Wednesday, May 02, 2012

Princeton Review Nailed for NCLB Tutoring Fraud


If there are any educational historians around in a hundred years to examine the records from this generation of corporate reform efforts to privateer public schools into corporate revenue streams, No Child Left Behind will stand out, no doubt, as one of the most useful tools in their arsenal.  To those less disposed to celebrate the demise of democratic institutions, NCLB has, thus far anyway, proved itself as the most expensive, toxic, and damaging federal education policy in the nation’s history. 

Based on the ideologically-driven faux science of the National Reading Panel, NCLB created Reading First, which poured $7,000,000,000 into phonics-based direct instruction (parrot learning) reading efforts that set a course for ineffective, unbalanced literacy programs for years to come in the early grades.  The U.S. Dept. of Education’s own study in 2008 tersely concluded that "Reading First did not produce a statistically significant impact on student reading comprehension test scores in grades one, two, or three" (p. xv).  Why? Could it have something to do with the fact that reading instruction was aimed as much at behavioral control as it was reading, and children spent an inordinate amount of time being tested on how many nonsense syllables they could recognize in 60 seconds—something called decoding and DIBELS testing?

-----

Requirement —
Set down, word for word, the stretch of the post on NCLB that runs from "Wednesday, May 02, 2012" up to and including "the nation’s history.".

Input data —

-----

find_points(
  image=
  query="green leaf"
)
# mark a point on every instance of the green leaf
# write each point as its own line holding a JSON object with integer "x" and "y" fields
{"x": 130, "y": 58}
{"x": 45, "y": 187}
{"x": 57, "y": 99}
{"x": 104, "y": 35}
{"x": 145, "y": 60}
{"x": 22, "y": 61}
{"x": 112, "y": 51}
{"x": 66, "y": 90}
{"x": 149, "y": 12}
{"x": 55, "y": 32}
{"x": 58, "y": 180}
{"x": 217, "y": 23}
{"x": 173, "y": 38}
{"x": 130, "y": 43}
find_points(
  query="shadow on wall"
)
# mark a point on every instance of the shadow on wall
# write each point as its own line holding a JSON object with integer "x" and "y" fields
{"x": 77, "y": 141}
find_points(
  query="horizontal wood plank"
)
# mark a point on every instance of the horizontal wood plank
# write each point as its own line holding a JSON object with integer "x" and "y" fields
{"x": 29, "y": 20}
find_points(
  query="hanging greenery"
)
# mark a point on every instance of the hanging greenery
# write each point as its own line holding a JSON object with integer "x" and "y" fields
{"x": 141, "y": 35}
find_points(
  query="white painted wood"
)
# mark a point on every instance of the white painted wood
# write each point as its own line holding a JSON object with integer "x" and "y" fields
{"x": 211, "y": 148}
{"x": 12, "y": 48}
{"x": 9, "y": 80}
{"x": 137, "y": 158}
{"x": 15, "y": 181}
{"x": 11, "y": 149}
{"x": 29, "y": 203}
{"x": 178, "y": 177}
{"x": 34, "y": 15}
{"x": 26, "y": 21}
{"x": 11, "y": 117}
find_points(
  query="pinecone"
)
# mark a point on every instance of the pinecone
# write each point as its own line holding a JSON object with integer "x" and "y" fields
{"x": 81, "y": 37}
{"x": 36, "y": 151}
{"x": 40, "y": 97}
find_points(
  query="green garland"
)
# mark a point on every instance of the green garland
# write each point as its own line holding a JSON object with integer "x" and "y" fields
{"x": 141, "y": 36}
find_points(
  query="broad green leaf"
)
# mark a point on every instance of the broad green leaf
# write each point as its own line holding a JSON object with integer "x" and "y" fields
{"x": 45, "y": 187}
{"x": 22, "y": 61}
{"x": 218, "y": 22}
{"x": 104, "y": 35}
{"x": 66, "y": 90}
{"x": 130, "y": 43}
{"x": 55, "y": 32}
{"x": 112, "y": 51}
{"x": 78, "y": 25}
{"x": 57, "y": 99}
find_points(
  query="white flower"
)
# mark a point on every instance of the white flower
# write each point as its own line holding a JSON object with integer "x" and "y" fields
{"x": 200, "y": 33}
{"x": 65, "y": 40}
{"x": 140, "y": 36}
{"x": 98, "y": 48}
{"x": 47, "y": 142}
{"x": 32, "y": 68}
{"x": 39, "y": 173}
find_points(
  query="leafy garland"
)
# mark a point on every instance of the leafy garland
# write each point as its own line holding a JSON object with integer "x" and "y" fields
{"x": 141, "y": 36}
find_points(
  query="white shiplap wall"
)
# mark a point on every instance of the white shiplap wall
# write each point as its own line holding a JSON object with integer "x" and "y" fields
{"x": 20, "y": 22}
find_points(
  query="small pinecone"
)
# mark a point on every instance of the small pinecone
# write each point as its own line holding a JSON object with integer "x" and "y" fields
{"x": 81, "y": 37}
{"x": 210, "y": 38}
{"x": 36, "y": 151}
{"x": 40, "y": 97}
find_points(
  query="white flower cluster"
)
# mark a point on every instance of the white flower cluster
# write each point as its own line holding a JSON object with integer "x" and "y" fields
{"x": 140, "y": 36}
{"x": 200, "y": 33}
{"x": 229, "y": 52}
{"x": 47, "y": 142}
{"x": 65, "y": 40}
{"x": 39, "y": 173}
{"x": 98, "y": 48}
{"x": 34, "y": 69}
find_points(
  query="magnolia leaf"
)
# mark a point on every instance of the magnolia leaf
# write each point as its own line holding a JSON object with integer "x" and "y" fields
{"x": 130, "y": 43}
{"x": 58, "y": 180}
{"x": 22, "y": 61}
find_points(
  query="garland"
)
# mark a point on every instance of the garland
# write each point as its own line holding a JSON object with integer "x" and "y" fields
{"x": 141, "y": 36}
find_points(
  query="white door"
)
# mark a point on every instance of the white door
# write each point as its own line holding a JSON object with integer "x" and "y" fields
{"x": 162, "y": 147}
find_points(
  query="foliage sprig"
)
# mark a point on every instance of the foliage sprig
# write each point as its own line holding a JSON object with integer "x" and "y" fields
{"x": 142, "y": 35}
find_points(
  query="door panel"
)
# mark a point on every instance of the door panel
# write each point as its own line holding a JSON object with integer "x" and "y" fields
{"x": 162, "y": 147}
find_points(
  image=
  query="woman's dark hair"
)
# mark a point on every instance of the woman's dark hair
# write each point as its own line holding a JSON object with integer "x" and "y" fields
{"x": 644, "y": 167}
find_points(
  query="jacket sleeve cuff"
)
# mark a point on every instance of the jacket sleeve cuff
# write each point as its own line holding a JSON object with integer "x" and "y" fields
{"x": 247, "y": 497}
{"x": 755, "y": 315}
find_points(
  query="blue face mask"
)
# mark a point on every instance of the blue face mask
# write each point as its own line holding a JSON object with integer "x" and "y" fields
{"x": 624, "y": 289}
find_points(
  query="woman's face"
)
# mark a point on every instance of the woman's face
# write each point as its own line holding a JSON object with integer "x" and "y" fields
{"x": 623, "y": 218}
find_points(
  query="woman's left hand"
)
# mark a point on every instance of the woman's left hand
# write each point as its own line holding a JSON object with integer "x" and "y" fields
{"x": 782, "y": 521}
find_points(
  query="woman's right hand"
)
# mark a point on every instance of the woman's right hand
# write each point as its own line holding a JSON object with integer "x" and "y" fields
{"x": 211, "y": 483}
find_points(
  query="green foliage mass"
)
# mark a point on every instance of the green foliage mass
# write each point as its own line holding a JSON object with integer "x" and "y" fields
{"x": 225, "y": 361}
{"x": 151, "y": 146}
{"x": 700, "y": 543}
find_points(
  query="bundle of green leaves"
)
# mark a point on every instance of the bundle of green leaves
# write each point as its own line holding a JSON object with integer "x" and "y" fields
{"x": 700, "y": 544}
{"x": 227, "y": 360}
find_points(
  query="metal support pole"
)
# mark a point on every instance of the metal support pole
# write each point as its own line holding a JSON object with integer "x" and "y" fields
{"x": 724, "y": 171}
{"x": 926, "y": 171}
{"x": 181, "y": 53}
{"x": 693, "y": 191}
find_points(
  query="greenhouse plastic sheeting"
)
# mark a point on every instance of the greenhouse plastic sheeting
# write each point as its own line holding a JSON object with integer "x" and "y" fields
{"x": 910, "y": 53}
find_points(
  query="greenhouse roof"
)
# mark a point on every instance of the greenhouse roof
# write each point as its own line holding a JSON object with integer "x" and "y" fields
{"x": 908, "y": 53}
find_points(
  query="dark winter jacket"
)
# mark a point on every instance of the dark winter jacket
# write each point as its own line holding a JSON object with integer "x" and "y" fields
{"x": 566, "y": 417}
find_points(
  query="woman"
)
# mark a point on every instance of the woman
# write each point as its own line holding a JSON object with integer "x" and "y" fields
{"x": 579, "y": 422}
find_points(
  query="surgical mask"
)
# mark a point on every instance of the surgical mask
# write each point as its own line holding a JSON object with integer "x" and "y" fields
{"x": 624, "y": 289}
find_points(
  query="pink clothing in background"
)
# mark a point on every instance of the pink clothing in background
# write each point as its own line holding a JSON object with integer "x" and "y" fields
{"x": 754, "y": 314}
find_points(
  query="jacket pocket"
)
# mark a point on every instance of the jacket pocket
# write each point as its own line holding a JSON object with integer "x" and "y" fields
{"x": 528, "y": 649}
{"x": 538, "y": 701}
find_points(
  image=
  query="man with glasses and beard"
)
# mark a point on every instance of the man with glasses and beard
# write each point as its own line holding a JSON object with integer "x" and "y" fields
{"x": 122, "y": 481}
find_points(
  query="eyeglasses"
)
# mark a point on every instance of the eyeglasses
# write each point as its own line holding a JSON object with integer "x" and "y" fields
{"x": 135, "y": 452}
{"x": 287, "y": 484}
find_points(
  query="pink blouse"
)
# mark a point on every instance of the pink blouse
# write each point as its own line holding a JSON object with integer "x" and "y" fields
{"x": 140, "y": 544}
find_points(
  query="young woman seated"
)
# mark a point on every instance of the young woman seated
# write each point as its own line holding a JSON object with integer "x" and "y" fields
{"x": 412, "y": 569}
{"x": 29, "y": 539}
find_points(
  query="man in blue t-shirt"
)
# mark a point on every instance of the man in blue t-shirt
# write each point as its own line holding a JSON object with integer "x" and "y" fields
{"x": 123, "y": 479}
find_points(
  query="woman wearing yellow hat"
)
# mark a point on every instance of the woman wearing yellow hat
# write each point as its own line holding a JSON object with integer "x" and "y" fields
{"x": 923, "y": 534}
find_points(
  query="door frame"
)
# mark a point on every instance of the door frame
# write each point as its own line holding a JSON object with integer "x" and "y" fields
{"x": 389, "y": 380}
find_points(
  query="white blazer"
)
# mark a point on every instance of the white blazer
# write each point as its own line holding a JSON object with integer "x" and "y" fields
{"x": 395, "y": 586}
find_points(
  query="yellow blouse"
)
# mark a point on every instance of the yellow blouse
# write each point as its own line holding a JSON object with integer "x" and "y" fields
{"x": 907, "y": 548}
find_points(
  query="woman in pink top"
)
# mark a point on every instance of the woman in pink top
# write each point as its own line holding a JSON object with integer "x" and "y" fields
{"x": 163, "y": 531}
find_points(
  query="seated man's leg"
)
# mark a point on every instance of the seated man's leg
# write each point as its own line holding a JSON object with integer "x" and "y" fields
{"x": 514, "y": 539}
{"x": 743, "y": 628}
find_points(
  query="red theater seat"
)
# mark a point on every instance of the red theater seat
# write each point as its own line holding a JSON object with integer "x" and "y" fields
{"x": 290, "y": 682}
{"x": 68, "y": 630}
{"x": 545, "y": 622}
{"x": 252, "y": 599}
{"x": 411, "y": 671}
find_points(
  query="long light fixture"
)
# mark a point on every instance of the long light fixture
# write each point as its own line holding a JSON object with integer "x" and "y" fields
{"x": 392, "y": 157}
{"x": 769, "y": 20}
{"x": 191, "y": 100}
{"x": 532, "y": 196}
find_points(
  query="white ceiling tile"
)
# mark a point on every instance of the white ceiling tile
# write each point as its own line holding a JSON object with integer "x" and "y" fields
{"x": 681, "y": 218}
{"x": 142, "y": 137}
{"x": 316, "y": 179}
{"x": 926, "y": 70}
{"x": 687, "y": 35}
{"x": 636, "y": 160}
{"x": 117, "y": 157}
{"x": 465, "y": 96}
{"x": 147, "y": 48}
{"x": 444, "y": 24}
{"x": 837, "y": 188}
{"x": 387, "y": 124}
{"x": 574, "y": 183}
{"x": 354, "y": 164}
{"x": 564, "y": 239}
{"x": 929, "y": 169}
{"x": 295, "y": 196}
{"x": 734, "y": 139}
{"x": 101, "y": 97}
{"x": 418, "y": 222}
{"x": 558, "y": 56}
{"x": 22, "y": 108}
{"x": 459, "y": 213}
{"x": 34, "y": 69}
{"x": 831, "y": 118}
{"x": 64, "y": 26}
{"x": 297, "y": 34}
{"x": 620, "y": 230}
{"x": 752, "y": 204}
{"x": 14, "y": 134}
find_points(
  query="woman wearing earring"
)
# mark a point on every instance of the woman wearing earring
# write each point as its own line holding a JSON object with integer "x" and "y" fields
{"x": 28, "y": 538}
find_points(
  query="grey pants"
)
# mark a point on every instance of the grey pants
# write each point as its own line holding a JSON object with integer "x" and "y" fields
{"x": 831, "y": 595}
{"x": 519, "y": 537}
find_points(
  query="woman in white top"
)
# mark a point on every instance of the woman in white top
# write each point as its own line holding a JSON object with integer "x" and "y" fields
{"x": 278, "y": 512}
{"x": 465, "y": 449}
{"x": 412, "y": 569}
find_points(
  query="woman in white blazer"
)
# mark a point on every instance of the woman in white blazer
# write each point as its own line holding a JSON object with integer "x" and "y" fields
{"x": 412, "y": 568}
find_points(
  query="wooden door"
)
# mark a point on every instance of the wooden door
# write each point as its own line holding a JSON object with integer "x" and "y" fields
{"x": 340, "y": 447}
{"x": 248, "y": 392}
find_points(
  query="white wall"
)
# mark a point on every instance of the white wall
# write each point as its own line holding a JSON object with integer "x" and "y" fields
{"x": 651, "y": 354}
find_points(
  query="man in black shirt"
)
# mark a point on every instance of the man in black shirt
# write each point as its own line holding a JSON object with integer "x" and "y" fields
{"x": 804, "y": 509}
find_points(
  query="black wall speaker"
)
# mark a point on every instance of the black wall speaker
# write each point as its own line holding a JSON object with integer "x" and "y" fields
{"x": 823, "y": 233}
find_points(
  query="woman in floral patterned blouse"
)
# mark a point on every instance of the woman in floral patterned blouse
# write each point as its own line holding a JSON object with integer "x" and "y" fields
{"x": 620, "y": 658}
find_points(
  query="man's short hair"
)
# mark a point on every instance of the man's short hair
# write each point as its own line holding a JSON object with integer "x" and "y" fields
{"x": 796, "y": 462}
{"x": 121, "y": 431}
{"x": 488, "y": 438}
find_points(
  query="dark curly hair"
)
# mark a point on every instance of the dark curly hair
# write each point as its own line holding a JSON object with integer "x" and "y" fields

-----

Exercise result —
Wednesday, May 02, 2012

Princeton Review Nailed for NCLB Tutoring Fraud


If there are any educational historians around in a hundred years to examine the records from this generation of corporate reform efforts to privateer public schools into corporate revenue streams, No Child Left Behind will stand out, no doubt, as one of the most useful tools in their arsenal.  To those less disposed to celebrate the demise of democratic institutions, NCLB has, thus far anyway, proved itself as the most expensive, toxic, and damaging federal education policy in the nation’s history.